### PROBLEM DESCRIPTION
Beginning at the line that contains "of the dirt", transcribe the remaining lines of the listing exactly; include the final line and omit everything before.

### ROWS
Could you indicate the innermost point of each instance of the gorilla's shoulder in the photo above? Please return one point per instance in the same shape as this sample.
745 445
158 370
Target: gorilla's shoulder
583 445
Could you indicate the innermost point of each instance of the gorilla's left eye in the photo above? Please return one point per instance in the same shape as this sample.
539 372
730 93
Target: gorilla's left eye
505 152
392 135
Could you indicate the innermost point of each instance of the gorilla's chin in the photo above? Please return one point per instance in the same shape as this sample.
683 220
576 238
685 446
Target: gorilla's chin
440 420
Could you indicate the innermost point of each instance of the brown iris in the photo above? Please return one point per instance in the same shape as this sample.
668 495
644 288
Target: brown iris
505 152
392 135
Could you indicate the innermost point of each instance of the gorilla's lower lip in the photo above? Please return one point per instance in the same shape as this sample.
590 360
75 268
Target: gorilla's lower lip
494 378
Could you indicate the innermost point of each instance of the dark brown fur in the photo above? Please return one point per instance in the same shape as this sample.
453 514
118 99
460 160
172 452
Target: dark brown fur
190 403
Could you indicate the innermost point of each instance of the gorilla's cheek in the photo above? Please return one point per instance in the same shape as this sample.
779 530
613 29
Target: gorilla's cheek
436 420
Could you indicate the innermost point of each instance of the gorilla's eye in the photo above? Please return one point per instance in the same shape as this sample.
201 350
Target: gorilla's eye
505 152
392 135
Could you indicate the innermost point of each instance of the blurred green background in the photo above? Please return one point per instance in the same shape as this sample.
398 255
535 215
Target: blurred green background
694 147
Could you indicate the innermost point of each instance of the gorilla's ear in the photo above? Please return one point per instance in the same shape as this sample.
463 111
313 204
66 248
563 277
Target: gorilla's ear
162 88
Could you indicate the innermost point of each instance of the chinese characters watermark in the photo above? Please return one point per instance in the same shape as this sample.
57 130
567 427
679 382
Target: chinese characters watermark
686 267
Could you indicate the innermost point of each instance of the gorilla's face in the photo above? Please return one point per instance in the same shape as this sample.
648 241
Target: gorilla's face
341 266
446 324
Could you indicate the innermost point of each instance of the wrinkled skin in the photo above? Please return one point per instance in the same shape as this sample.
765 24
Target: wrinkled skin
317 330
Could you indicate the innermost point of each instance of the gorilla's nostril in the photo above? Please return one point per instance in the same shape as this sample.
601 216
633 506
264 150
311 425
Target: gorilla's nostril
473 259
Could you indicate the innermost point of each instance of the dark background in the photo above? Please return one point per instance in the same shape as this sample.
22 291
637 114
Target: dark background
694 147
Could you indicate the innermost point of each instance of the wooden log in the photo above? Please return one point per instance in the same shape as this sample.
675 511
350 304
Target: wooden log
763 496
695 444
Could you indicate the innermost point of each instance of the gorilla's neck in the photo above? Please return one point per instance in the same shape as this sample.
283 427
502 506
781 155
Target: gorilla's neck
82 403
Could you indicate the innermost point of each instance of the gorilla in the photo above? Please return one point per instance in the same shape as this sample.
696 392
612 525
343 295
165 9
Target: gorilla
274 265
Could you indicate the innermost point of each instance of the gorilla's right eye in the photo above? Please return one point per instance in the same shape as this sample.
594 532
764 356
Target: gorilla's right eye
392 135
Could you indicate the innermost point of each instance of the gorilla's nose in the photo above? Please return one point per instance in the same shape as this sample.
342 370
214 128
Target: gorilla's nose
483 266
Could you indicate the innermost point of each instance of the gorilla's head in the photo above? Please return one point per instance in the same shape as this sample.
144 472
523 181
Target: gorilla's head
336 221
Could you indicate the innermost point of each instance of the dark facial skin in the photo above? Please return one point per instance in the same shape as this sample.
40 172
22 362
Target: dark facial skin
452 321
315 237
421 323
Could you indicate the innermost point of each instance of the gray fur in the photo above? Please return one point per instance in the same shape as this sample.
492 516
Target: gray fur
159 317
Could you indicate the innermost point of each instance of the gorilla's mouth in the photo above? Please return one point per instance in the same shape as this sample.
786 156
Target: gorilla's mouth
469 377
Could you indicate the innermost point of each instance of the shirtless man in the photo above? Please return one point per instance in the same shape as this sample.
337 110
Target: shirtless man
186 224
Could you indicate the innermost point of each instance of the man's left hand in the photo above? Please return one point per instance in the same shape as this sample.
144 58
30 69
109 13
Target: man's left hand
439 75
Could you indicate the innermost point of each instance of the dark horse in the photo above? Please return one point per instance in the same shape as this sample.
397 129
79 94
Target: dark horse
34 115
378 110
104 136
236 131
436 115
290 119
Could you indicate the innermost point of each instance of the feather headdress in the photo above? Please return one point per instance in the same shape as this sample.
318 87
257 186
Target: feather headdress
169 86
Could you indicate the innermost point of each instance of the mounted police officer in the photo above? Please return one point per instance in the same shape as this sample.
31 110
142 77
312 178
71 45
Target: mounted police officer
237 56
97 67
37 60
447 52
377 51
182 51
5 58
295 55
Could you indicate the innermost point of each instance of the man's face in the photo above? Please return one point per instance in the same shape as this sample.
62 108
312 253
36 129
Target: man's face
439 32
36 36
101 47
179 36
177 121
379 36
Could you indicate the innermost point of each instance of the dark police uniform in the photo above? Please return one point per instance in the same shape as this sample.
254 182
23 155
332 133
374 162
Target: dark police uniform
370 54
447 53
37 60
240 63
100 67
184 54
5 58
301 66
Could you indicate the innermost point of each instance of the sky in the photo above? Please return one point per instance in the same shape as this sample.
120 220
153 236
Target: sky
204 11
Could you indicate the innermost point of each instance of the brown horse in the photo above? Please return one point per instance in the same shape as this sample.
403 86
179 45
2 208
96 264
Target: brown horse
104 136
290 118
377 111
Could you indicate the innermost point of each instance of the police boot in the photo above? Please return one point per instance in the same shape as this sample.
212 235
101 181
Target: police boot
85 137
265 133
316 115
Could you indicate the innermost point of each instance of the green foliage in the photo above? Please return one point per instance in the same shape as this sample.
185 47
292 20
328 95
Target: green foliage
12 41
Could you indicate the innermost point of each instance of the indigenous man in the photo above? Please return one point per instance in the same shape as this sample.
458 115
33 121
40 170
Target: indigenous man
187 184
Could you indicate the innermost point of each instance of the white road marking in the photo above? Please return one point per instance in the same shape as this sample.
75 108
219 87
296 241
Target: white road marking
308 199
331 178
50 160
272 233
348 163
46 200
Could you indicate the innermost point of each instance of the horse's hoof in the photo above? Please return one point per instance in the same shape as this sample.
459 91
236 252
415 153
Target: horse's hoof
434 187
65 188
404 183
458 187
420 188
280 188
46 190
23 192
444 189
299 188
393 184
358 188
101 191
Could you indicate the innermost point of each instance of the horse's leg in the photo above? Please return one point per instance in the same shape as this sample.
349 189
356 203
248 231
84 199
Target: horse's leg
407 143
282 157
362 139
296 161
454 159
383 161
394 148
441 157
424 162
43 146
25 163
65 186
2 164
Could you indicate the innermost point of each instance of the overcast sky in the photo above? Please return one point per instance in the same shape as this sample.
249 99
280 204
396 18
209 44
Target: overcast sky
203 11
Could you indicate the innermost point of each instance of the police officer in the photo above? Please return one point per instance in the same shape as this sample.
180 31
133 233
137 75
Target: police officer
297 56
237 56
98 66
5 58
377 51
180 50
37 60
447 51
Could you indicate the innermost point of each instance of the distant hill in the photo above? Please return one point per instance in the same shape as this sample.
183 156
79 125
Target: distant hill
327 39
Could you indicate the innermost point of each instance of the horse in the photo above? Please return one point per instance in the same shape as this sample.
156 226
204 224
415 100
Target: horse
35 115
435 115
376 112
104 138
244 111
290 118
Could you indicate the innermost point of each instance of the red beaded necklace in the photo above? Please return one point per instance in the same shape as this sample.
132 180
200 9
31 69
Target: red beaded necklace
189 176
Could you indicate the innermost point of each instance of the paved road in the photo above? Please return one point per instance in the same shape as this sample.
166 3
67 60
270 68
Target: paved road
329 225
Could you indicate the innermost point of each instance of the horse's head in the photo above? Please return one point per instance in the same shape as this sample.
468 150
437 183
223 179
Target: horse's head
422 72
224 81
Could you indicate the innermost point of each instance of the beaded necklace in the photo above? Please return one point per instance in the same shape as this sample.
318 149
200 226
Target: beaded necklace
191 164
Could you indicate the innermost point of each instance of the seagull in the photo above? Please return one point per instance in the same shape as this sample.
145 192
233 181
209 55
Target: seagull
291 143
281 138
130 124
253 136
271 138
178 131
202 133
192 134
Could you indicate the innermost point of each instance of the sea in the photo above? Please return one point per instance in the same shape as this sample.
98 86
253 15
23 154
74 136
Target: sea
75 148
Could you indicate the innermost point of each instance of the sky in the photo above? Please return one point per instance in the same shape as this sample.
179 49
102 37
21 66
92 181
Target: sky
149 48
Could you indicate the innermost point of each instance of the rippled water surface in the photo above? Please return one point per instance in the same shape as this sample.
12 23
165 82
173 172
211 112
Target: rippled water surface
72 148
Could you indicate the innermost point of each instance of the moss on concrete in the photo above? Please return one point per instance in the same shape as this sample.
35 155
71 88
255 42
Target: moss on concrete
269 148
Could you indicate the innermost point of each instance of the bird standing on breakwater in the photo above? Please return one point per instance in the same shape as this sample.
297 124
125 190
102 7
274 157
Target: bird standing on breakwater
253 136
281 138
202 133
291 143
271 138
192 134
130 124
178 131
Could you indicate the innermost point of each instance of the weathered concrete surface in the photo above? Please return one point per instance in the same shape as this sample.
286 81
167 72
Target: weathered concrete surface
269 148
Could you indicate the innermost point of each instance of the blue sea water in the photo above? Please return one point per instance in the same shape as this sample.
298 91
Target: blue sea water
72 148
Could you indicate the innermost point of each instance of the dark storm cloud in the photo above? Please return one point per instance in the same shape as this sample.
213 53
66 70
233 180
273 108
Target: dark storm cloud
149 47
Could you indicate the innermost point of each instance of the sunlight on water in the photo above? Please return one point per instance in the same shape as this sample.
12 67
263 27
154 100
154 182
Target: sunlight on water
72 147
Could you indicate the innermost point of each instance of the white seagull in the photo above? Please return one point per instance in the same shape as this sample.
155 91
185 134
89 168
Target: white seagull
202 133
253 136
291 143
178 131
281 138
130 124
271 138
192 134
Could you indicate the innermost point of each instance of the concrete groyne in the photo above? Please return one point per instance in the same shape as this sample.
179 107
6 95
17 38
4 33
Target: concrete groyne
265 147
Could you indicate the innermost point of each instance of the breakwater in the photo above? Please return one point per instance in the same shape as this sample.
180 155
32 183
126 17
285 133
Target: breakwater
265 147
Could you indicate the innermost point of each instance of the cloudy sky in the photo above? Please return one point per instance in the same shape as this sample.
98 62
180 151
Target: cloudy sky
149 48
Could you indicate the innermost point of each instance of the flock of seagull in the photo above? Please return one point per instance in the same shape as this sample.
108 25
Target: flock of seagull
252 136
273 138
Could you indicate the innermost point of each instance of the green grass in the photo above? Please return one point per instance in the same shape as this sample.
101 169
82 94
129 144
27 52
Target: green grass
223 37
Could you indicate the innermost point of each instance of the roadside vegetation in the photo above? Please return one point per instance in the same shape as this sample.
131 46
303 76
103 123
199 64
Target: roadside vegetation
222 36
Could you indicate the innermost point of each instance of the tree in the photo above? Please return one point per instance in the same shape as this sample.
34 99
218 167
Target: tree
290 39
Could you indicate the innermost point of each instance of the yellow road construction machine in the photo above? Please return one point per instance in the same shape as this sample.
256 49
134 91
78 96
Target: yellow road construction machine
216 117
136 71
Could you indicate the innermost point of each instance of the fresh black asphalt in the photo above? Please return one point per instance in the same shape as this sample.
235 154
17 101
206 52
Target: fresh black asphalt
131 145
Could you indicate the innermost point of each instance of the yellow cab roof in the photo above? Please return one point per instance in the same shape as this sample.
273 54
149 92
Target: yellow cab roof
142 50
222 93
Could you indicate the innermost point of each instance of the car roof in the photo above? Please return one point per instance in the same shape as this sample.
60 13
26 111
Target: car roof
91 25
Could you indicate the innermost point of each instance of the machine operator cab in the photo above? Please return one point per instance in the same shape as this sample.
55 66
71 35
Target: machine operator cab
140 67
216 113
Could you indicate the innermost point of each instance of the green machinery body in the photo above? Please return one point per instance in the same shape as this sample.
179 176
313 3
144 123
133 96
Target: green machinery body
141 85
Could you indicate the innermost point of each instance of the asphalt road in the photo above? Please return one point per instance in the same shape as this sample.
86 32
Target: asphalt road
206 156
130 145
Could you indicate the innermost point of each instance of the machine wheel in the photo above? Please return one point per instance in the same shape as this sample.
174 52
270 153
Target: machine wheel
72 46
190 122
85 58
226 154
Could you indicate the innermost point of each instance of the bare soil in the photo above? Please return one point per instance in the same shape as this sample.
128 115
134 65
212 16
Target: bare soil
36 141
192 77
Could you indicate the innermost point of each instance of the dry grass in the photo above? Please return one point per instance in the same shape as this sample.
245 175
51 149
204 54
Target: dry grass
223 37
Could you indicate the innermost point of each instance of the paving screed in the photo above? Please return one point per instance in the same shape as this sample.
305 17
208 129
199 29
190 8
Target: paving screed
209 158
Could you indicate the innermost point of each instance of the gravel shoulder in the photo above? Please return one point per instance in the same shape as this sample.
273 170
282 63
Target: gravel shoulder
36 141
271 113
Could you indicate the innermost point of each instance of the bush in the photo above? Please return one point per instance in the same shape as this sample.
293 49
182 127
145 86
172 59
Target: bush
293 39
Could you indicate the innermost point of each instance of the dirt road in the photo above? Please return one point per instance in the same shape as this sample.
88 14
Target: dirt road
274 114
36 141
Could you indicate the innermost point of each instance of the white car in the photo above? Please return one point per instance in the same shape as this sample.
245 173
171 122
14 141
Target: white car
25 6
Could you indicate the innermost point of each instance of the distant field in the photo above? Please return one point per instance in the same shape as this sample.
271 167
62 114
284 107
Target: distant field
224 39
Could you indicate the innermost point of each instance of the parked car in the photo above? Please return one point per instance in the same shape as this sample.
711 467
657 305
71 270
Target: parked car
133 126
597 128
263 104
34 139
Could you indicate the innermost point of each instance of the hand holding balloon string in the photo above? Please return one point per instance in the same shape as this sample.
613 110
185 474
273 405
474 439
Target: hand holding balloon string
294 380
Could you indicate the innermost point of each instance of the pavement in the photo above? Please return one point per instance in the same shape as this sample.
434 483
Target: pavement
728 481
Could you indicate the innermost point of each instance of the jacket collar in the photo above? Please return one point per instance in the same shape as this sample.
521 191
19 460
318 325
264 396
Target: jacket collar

### REPLY TO THE TASK
Could you indicate the innermost point of each instance of the dirt road in the photo above? Please return one point per instance in the same shape as this sample.
88 14
Target: dirt road
274 114
36 141
Could you indicate the innermost point of each instance of the white car in the photo above? Please return one point per instance in the same shape as this sample.
245 173
171 122
14 141
Target: white car
25 6
Could you indicate the innermost point of each instance of the distant field in the photo above? Please return one point per instance in the same shape as this sample.
271 167
62 114
284 107
Target: distant field
224 39
Could you indicate the innermost point of each instance of the parked car in the photo above? Please return one point per instance in the same shape as this sample.
711 467
657 305
71 270
Target: parked car
133 126
597 128
263 104
34 139
Could you indicate the innermost point of each instance of the hand holding balloon string in the photo above? Please return one point per instance in the same shape as this sample.
613 110
185 474
273 405
474 439
Target: hand holding balloon string
294 380
Could you indicate the innermost point of each instance of the pavement in the photo above? Please return one point per instance in the same shape as this sample.
434 483
Target: pavement
728 481
Could you indicate the innermost point of each instance of the jacket collar in the photo above? Please return one point per instance in the same shape as this sample.
521 191
19 460
318 325
264 396
Target: jacket collar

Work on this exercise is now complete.